**TASK OBJECTIVE:** Can you turn every line of the items below into a numbered list, leaving out any blank lines?

**SUPPLIED MATERIAL:**

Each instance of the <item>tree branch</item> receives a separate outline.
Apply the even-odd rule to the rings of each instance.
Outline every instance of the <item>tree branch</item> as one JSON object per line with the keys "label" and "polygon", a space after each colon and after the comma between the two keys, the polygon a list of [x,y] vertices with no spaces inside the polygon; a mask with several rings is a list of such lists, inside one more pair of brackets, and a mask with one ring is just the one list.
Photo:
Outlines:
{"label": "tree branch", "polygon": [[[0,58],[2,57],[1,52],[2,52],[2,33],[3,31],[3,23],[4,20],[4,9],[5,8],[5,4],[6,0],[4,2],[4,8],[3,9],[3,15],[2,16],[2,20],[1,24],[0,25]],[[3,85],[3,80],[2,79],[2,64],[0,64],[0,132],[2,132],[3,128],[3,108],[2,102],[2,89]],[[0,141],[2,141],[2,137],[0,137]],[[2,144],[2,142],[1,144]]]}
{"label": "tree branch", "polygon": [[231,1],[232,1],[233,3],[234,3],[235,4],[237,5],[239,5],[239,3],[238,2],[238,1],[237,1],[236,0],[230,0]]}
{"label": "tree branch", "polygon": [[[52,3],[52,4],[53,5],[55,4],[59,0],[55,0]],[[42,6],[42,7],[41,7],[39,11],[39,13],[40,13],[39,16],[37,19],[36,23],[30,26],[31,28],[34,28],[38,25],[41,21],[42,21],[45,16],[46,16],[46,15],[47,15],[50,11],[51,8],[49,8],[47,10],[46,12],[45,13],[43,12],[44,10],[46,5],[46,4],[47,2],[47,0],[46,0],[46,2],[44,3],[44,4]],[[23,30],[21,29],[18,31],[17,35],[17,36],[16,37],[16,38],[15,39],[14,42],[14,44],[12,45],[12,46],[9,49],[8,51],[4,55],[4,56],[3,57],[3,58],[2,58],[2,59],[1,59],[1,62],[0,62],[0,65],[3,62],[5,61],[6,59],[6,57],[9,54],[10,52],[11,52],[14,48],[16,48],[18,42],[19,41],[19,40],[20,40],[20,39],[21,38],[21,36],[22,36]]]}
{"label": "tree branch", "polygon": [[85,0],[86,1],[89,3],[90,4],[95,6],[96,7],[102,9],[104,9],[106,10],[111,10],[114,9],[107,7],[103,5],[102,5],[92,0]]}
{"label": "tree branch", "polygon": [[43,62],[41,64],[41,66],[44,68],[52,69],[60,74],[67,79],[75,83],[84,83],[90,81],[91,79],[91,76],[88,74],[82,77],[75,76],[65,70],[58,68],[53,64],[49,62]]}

**THE RESPONSE:**
1. Each instance of the <item>tree branch</item> receives a separate outline.
2. Apply the even-odd rule to the rings of each instance.
3. Outline every instance of the <item>tree branch</item> as one JSON object per line with the keys "label" and "polygon", a space after each colon and after the comma between the two keys, the polygon a list of [x,y] vertices with no spaces inside the polygon; a mask with several rings is a list of such lists, inside one more pair of brackets, and a mask with one ring is just the one list.
4. Photo:
5. Outlines:
6. {"label": "tree branch", "polygon": [[[0,58],[2,57],[1,52],[2,52],[2,33],[3,31],[3,23],[4,20],[4,9],[5,8],[5,4],[6,0],[4,2],[4,8],[3,9],[3,15],[2,16],[2,20],[1,24],[0,25]],[[3,85],[3,80],[2,79],[2,64],[0,64],[0,132],[2,132],[3,128],[3,108],[2,102],[2,89]],[[0,141],[2,141],[2,137],[0,137]],[[2,144],[2,142],[1,144]]]}
7. {"label": "tree branch", "polygon": [[231,1],[232,1],[233,3],[234,3],[235,4],[237,5],[239,5],[239,3],[238,2],[238,1],[237,1],[236,0],[230,0]]}
8. {"label": "tree branch", "polygon": [[[52,3],[52,4],[53,5],[55,4],[59,0],[55,0]],[[42,6],[42,7],[41,7],[39,11],[39,13],[40,13],[39,16],[37,19],[36,23],[30,26],[31,28],[34,28],[38,25],[41,21],[42,21],[45,16],[46,16],[46,15],[47,15],[50,11],[51,8],[49,8],[47,10],[46,12],[45,13],[43,12],[44,10],[46,5],[46,4],[47,2],[47,0],[46,0],[46,2],[44,3],[44,4]],[[23,30],[21,29],[18,31],[17,35],[17,36],[16,37],[16,38],[15,39],[14,42],[14,44],[12,45],[12,46],[9,49],[8,51],[4,55],[4,56],[3,57],[3,58],[2,58],[2,59],[1,59],[1,62],[0,62],[0,65],[3,62],[5,61],[6,59],[6,57],[9,54],[10,52],[11,52],[14,48],[16,48],[18,42],[19,41],[19,40],[20,40],[20,39],[21,38],[21,36],[22,36]]]}
9. {"label": "tree branch", "polygon": [[85,0],[86,1],[89,3],[90,4],[95,6],[96,7],[102,9],[104,9],[106,10],[111,10],[114,9],[107,7],[103,5],[102,5],[92,0]]}
10. {"label": "tree branch", "polygon": [[43,62],[41,64],[41,66],[44,68],[52,69],[60,74],[67,79],[75,83],[84,83],[90,81],[91,79],[91,76],[88,74],[82,77],[75,76],[65,70],[58,68],[53,64],[49,62]]}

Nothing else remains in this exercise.